> [The request]
Reproduce the rows below verbatim, starting at the first row and ending at the row that contains "point(10, 573)", with both of those rows included.

> [Task inputs]
★ ★ ★ ★

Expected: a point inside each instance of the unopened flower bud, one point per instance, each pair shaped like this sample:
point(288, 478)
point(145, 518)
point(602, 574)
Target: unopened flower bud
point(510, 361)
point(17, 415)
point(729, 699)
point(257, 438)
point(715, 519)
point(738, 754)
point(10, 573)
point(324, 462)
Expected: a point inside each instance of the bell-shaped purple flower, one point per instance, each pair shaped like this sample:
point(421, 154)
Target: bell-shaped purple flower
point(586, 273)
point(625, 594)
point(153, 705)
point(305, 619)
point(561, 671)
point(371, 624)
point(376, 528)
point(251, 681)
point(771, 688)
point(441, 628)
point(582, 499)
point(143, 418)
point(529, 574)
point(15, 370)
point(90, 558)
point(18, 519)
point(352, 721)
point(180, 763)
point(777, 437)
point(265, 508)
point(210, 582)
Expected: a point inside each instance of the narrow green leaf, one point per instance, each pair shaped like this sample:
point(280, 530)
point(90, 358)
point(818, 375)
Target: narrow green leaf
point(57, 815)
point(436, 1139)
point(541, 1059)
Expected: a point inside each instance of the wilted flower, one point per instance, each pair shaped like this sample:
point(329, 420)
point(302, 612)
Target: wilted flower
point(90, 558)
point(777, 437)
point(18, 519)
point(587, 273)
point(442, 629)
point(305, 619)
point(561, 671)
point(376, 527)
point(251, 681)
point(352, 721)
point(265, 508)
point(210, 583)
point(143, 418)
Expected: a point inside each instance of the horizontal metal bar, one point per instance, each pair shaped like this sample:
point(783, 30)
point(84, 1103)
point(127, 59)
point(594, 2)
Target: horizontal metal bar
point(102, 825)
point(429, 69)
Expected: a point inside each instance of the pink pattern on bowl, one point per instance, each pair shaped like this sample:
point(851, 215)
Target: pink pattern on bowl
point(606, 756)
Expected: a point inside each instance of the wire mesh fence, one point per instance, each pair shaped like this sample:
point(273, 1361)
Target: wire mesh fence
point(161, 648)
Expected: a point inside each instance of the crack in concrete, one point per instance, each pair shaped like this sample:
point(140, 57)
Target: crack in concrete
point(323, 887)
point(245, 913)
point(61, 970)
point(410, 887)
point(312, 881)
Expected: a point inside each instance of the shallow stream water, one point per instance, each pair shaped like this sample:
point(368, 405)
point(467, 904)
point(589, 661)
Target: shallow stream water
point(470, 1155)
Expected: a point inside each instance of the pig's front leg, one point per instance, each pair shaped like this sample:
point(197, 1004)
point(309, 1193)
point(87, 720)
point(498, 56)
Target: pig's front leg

★ ★ ★ ★

> [Answer for the task]
Expected: a point inside each instance of the unopened flower bud, one point per instance, each pair shaped like this sample:
point(288, 478)
point(145, 518)
point(602, 574)
Target: unopened flower bud
point(510, 361)
point(17, 415)
point(729, 699)
point(257, 438)
point(715, 519)
point(738, 754)
point(10, 573)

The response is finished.